WHAT YOU SHOULD DO. From the landslide maintenance text below, list every source of water above a landslide that is named in the section on surface drainage.

EXCERPT TO READ.
· · · · · · ·
Maintenance activities can prevent, reduce, correct, or even accelerate landslides. As such, when landslide-related issues arise, maintenance operations should begin as soon as possible because delays can cause slides to worsen and grow, potentially rendering a facility inoperable. It is typically cheaper to address landslides early because as they grow and worsen repair costs increase. The following sections discuss maintenance activities and their importance to landslide activity.

2.1 Drainage

Water is the number one contributor to slope failures. As water infiltrates and saturates soil, the soil’s weight increases. This adds weight to a landslide and reduces soil strength. Several common maintenance activities can help prevent or reduce water infiltration into the soil.

2.1.1 Ditches and Cross Drains

When water pools in ditches due to improper grades, debris blocking a ditch, or because cross drains or culverts are clogged or damaged, it can infiltrate and saturate soil (Figure 1).

Because saturated soil is heavier than unsaturated soil, its presence increases landslide forces while reducing the soil’s strength to resist those forces. Ensuring ditches and cross drains function properly and do not contain standing water can prevent, mitigate, or correct landslide movement. Care must be taken when cleaning ditches not to over-excavate (see Section 2.3 on Earthwork Activities).

2.1.2 Surface Drainage

Control of surface drainage can reduce infiltration of water into soil. Ditches, downspouts, swales, ponds, sedimentation basins, pavement runoff, and other sources of water above a landslide can saturate soil and trigger or accelerate landslide movement. Diverting surface water away from a landslide can reduce the potential for mass movements and erosion.  

2.1.3 Subsurface Drainage

Fluctuations in groundwater level due to precipitation, springs, standing water (e.g., ponds or lakes), or surface drainage infiltration can contribute to landslide movement. In some cases, correcting surface drainage issues can reduce water infiltration into a landslide. In other cases, dealing with subsurface drainage requires construction of subsurface drainage features such as French drains, horizontal drains, or spring boxes to intercept and remove groundwater from a landslide. Some of these solutions may be beyond the capabilities of maintenance forces. It is often beneficial to consult with the Division of Structural Design Geotechnical Services Branch on possible solutions when subsurface drainage is suspected of contributing to a landslide.
· · · · · · ·
Records from a data collection
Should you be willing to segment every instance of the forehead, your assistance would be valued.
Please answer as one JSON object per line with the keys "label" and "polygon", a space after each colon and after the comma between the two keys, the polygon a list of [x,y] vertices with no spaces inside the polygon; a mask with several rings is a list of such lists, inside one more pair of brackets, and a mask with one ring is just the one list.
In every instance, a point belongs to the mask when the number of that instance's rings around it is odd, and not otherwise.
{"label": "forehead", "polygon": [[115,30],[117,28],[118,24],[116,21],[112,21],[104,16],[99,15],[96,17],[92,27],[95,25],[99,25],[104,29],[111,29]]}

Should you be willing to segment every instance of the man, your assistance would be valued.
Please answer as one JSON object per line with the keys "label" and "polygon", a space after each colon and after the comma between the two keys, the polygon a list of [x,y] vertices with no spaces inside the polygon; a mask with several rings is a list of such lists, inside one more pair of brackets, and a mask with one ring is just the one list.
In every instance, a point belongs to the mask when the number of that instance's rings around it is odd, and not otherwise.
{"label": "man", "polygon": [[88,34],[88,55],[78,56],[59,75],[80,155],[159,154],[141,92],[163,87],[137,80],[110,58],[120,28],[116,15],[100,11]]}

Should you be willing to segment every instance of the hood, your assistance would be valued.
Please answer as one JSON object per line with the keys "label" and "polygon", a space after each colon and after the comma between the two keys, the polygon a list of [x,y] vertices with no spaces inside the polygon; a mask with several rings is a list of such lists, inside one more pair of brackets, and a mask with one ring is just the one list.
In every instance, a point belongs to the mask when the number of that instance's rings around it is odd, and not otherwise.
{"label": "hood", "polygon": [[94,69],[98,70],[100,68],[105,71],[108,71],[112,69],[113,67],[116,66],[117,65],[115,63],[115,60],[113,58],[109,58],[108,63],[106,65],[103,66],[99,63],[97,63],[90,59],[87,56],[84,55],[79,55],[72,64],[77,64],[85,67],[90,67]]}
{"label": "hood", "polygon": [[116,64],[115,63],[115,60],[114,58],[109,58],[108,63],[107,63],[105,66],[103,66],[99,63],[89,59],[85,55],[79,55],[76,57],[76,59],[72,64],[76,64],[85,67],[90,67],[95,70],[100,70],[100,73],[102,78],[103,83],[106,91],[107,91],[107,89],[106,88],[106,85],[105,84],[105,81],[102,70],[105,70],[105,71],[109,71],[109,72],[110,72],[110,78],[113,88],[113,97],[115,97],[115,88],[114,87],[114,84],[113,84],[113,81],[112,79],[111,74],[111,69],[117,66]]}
· · · · · · ·
WRITTEN REPLY. Ditches, downspouts, swales, ponds, sedimentation basins, and pavement runoff.